■ **ROWS**
+--

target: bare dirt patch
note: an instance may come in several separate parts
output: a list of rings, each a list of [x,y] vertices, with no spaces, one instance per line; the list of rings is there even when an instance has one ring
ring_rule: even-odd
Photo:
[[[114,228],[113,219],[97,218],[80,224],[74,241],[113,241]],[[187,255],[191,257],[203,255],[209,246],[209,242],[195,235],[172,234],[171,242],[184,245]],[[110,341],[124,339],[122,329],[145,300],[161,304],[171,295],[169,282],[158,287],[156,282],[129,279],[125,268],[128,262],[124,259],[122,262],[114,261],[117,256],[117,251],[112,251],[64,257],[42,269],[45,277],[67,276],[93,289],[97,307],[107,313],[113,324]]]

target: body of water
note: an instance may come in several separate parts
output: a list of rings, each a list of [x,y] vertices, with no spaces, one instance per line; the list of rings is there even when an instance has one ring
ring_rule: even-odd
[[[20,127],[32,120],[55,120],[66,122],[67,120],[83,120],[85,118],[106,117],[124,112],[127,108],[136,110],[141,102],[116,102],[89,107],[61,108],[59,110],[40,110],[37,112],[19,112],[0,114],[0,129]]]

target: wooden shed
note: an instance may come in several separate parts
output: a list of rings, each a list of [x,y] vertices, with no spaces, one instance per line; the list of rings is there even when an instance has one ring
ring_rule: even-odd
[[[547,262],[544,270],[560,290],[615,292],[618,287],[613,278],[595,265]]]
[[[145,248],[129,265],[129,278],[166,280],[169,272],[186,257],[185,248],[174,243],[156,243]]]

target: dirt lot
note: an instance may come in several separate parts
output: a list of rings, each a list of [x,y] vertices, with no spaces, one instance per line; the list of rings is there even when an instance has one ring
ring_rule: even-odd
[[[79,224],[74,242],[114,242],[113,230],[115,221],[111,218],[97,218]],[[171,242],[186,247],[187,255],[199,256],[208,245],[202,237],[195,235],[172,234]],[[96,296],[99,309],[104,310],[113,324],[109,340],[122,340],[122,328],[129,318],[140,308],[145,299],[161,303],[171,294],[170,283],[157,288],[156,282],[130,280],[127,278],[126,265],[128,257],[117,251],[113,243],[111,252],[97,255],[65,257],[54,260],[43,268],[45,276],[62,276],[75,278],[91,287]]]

+--

■ **WHAT YOU ARE ASKED TO DO**
The entries above should be repeated exactly, every one of them.

■ **EXPECTED OUTPUT**
target: bare dirt patch
note: an instance may come in several separate parts
output: a list of rings, each a list of [x,y] vertices, with no spaces, one instance per line; the list of rings is there even when an instance has one ring
ring_rule: even-odd
Photo:
[[[114,228],[113,219],[97,218],[80,224],[74,241],[113,241]],[[187,255],[191,257],[203,255],[209,246],[209,242],[195,235],[172,234],[171,242],[184,245]],[[110,341],[124,339],[122,329],[145,300],[161,304],[171,295],[169,282],[158,287],[156,282],[129,279],[125,268],[128,262],[124,259],[122,262],[114,261],[117,256],[117,251],[112,251],[64,257],[42,269],[45,277],[67,276],[93,289],[97,307],[107,313],[113,324]]]

target: body of water
note: an instance may come in several separate parts
output: a list of rings, each a list of [x,y] vertices, with no spaces, one instance per line; the list of rings is there even when an instance has one ring
ring_rule: even-odd
[[[20,127],[32,120],[55,120],[66,122],[67,120],[83,120],[85,118],[106,117],[124,112],[127,108],[136,110],[141,102],[116,102],[89,107],[61,108],[59,110],[40,110],[37,112],[19,112],[0,114],[0,129]]]

target: wooden shed
note: an instance may come in several separate parts
output: a list of rings, each a list of [x,y] vertices, with no spaces, one instance per line; the list of rings is there even when an instance has one ring
ring_rule: even-odd
[[[547,262],[544,270],[560,290],[615,292],[618,287],[613,278],[595,265]]]
[[[145,248],[129,265],[129,278],[166,280],[169,272],[186,257],[185,248],[174,243],[156,243]]]

target: dirt lot
note: an instance may come in several separate parts
output: a list of rings, each a list of [x,y] vertices, with no spaces, one instance per line; the list of rings is there even when an instance has one ring
ring_rule: even-odd
[[[79,224],[74,242],[114,242],[113,230],[115,221],[111,218],[97,218]],[[171,242],[186,247],[187,255],[199,256],[208,245],[202,237],[195,235],[172,234]],[[96,296],[99,309],[104,310],[113,324],[109,340],[122,340],[122,328],[129,318],[140,308],[145,299],[161,303],[171,294],[170,283],[157,288],[156,282],[130,280],[127,278],[126,265],[128,257],[117,251],[113,243],[111,252],[97,255],[65,257],[54,260],[43,268],[45,276],[62,276],[75,278],[91,287]]]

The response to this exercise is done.